▸ **Directions for this task**
For this exercise, transcribe every line of the material exactly and skip the pictures.

★ ★ ★ ★ ★

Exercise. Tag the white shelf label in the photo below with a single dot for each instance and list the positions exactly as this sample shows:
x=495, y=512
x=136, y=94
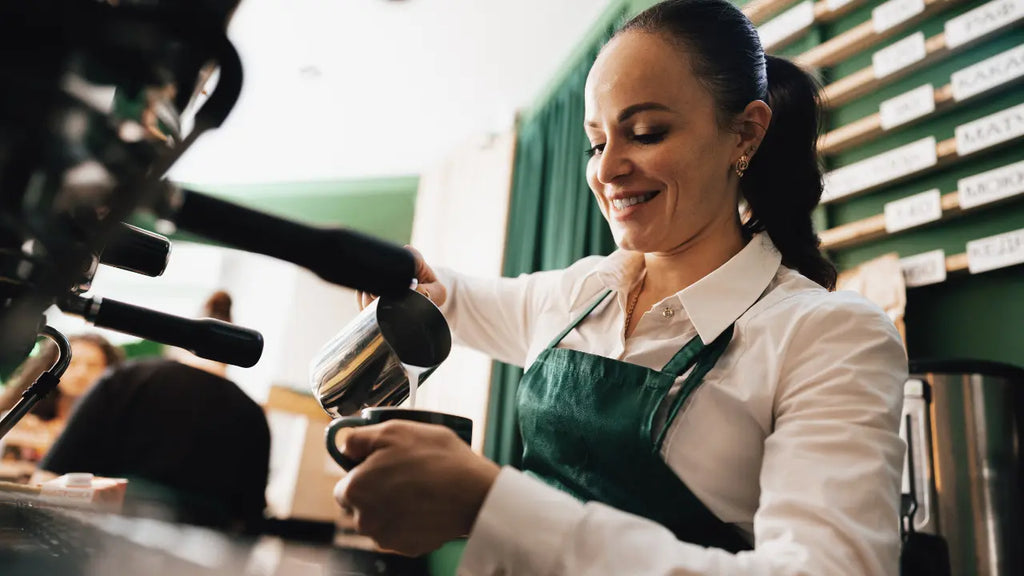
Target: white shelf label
x=834, y=5
x=988, y=74
x=906, y=107
x=895, y=12
x=991, y=186
x=878, y=169
x=786, y=24
x=990, y=130
x=913, y=210
x=899, y=54
x=995, y=251
x=981, y=21
x=925, y=269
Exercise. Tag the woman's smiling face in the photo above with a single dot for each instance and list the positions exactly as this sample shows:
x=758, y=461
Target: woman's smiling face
x=660, y=166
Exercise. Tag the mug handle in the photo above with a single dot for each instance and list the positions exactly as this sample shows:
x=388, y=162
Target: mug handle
x=332, y=444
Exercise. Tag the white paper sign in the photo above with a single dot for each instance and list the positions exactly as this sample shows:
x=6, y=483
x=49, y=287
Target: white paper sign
x=913, y=210
x=899, y=54
x=981, y=21
x=786, y=24
x=995, y=251
x=878, y=169
x=991, y=186
x=906, y=107
x=895, y=12
x=988, y=74
x=990, y=130
x=834, y=5
x=925, y=269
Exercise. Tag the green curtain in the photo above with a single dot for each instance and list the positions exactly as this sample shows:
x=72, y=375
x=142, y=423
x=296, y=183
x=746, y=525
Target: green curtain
x=553, y=221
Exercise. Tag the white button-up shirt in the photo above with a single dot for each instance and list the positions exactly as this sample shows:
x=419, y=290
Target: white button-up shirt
x=793, y=437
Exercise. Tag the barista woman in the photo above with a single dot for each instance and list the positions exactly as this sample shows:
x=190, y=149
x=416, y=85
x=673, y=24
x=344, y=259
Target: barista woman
x=697, y=402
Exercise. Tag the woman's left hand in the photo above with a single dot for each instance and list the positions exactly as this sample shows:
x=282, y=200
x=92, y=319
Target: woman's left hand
x=417, y=487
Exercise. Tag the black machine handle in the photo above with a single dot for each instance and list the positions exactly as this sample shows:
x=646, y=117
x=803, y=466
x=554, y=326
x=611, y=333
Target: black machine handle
x=205, y=337
x=340, y=256
x=136, y=250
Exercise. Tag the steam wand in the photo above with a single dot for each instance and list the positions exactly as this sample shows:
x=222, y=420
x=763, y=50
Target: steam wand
x=43, y=385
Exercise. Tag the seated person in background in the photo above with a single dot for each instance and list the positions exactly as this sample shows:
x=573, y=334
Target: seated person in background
x=91, y=355
x=194, y=446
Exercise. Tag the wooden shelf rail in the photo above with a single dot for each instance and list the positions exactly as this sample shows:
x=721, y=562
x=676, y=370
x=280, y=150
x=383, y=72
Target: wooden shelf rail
x=863, y=36
x=822, y=13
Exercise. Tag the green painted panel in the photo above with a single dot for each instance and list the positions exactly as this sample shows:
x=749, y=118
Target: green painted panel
x=382, y=207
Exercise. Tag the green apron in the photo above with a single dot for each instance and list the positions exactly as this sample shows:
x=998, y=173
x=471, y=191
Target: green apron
x=587, y=428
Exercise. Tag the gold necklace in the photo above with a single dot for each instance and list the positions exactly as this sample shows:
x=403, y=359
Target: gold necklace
x=633, y=303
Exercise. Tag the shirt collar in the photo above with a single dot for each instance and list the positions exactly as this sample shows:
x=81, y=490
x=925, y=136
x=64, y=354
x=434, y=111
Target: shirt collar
x=716, y=300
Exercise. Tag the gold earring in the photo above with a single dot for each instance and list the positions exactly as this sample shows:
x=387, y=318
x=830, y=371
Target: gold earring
x=741, y=165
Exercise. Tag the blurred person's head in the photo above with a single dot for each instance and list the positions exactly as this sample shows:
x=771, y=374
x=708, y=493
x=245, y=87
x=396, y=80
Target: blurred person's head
x=91, y=356
x=218, y=306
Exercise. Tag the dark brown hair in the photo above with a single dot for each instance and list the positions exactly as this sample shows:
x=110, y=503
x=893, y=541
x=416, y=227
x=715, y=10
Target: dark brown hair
x=782, y=184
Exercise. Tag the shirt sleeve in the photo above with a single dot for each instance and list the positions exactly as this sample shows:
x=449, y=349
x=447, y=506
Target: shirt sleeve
x=829, y=479
x=496, y=316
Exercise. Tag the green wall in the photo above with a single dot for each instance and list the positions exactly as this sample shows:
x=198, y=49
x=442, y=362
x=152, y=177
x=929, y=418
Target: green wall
x=382, y=207
x=980, y=316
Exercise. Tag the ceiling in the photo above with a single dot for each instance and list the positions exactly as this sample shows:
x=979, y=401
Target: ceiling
x=340, y=89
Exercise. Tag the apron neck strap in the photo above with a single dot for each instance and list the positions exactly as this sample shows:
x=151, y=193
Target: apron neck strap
x=577, y=322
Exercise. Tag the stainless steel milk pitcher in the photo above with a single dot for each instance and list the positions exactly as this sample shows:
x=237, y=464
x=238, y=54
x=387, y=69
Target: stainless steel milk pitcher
x=361, y=366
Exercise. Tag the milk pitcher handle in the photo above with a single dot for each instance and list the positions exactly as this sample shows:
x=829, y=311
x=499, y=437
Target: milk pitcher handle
x=332, y=444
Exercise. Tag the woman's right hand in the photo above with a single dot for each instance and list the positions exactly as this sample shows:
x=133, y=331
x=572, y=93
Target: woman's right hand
x=427, y=283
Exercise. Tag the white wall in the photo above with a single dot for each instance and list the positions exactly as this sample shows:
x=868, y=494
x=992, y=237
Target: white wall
x=351, y=88
x=461, y=214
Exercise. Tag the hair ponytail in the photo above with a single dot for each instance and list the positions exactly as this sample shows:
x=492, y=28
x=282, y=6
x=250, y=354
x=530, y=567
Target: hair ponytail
x=782, y=183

★ ★ ★ ★ ★

▸ **Solution below**
Exercise. Tag the white shelf label in the photo below with a single dot for each instance and list the positions exactly as this sample shows:
x=495, y=512
x=136, y=94
Target: white shelf label
x=834, y=5
x=988, y=74
x=906, y=107
x=895, y=12
x=991, y=186
x=878, y=169
x=786, y=24
x=990, y=130
x=913, y=210
x=899, y=54
x=995, y=251
x=981, y=21
x=925, y=269
Exercise. Tag the woman's smiling face in the photo above with a single dot for each instance and list the positions exactly as this sample shows:
x=758, y=461
Target: woman's smiling face
x=660, y=166
Exercise. Tag the mug handle in the photo above with a single dot for each instance and list the positions exactly as this sample shows:
x=388, y=162
Target: mug handle
x=332, y=444
Exercise. Tag the white paper sign in the photo above with a single dot for each instance and list the positions exactly as this sample shows:
x=6, y=483
x=49, y=287
Target: white paper sign
x=913, y=210
x=899, y=54
x=981, y=21
x=786, y=24
x=995, y=251
x=878, y=169
x=991, y=186
x=906, y=107
x=895, y=12
x=988, y=74
x=990, y=130
x=834, y=5
x=925, y=269
Exercise. Tag the green curtain in the photo above with a single dot for each instance and list the positions exactly as this sample shows:
x=72, y=375
x=142, y=423
x=296, y=183
x=746, y=525
Target: green curtain
x=553, y=221
Exercise. Tag the white button-up shirt in the photo above with a single dot for each instance and list the positions exactly as this sample shows:
x=419, y=290
Target: white button-up shirt
x=793, y=437
Exercise. Tag the barista woman in the photo above with a single dot for each instance and list the positions exactly as this sample shows:
x=190, y=149
x=416, y=85
x=673, y=24
x=344, y=259
Target: barista woman
x=697, y=402
Exercise. Tag the woman's left hand in the photo above with a single dot for each instance and list the positions exactly as this sample shows:
x=282, y=200
x=92, y=319
Target: woman's left hand
x=417, y=487
Exercise. Tag the black machine handle in the photo above with a single dot for each instance and list the positions exactly as this sample shows:
x=646, y=117
x=803, y=466
x=554, y=326
x=611, y=333
Target: black machine handle
x=205, y=337
x=340, y=256
x=136, y=250
Exercise. Tag the steam wand in the photo above with a single dot for each instance and list the positions exactly as this sample shows:
x=222, y=420
x=763, y=50
Target: steam wand
x=43, y=385
Exercise. Tag the seated person in background in the photo above with a single dot for each instance and list the positions exactly as this sample shows:
x=573, y=334
Target: seated person in background
x=91, y=355
x=194, y=446
Exercise. Tag the wooden shelf rail in the photo above with a single dot for each instance and list the positions exactly as this sample shows:
x=721, y=562
x=676, y=370
x=280, y=150
x=383, y=72
Target: wooden shelf rail
x=863, y=36
x=822, y=13
Exercise. Tag the green painted panel in the photo above with a single dot for each instance and list the positions exactly as this sample shows:
x=749, y=118
Target: green painted panel
x=382, y=207
Exercise. Tag the green apron in the photo above with a single dot for each instance and list the positions exactly as this sample shows:
x=998, y=173
x=471, y=191
Target: green apron
x=587, y=428
Exercise. Tag the gold necklace in the photo above with a single dot for each instance and list the positions exactly as this sample shows:
x=403, y=359
Target: gold necklace
x=633, y=303
Exercise. Tag the shirt collar in the photo above with a single dot for each instance and list the positions exactly as this sample shows:
x=81, y=490
x=925, y=136
x=64, y=354
x=434, y=111
Target: shirt collar
x=716, y=300
Exercise. Tag the gold earring in the photo above with a single dot for each instance and list the positions exactly as this sample shows:
x=387, y=318
x=830, y=371
Target: gold earring
x=741, y=165
Exercise. Tag the blurred person's head in the photo above with a single dot for each instance and list the positions exactly as this sample shows:
x=771, y=374
x=708, y=493
x=245, y=87
x=396, y=80
Target: blurred person's head
x=91, y=356
x=218, y=306
Exercise. Tag the dark brown hair in the photo above with a single dot for each instance and list the positions exactly as this sample shows:
x=110, y=503
x=893, y=541
x=416, y=227
x=715, y=10
Target: dark brown hair
x=782, y=184
Exercise. Tag the shirt sleeve in the photo above with a single dot for each instance and list the positions exactly as this sample shows:
x=449, y=349
x=447, y=506
Target: shirt sleeve
x=829, y=479
x=496, y=316
Exercise. Tag the green wall in the photo above with a single dot for each instance and list the positions exactly as this sample shows:
x=198, y=49
x=442, y=362
x=152, y=177
x=929, y=418
Target: green wall
x=382, y=207
x=980, y=316
Exercise. Tag the ceiling in the photo above with a single dot for each instance and list the positions exactly as this sample shows:
x=979, y=401
Target: ceiling
x=340, y=89
Exercise. Tag the apron neck strap in the photo above with a single dot for each instance and list the positions exactly as this sample shows:
x=151, y=193
Target: apron neck strap
x=577, y=322
Exercise. Tag the stainless steel milk pitcher in the photo above with a single dot for each instance and list the positions exactly as this sample shows:
x=237, y=464
x=238, y=54
x=387, y=69
Target: stainless steel milk pitcher
x=361, y=366
Exercise. Tag the milk pitcher handle in the photo above with a single dot for each instance and list the positions exactly as this sample shows:
x=829, y=311
x=499, y=437
Target: milk pitcher handle
x=332, y=444
Exercise. Tag the woman's right hand in the photo above with a single dot for each instance and list the positions exactly as this sample shows:
x=133, y=331
x=572, y=93
Target: woman's right hand
x=427, y=283
Exercise. Tag the white wall in the photo above with a single dot for each instance and list the positions exactly as this sample shows:
x=868, y=494
x=992, y=237
Target: white wall
x=351, y=88
x=461, y=214
Exercise. Tag the hair ponytail in the photo above with a single dot for each instance and list the positions exactly as this sample shows:
x=492, y=28
x=282, y=6
x=250, y=354
x=530, y=567
Target: hair ponytail
x=782, y=183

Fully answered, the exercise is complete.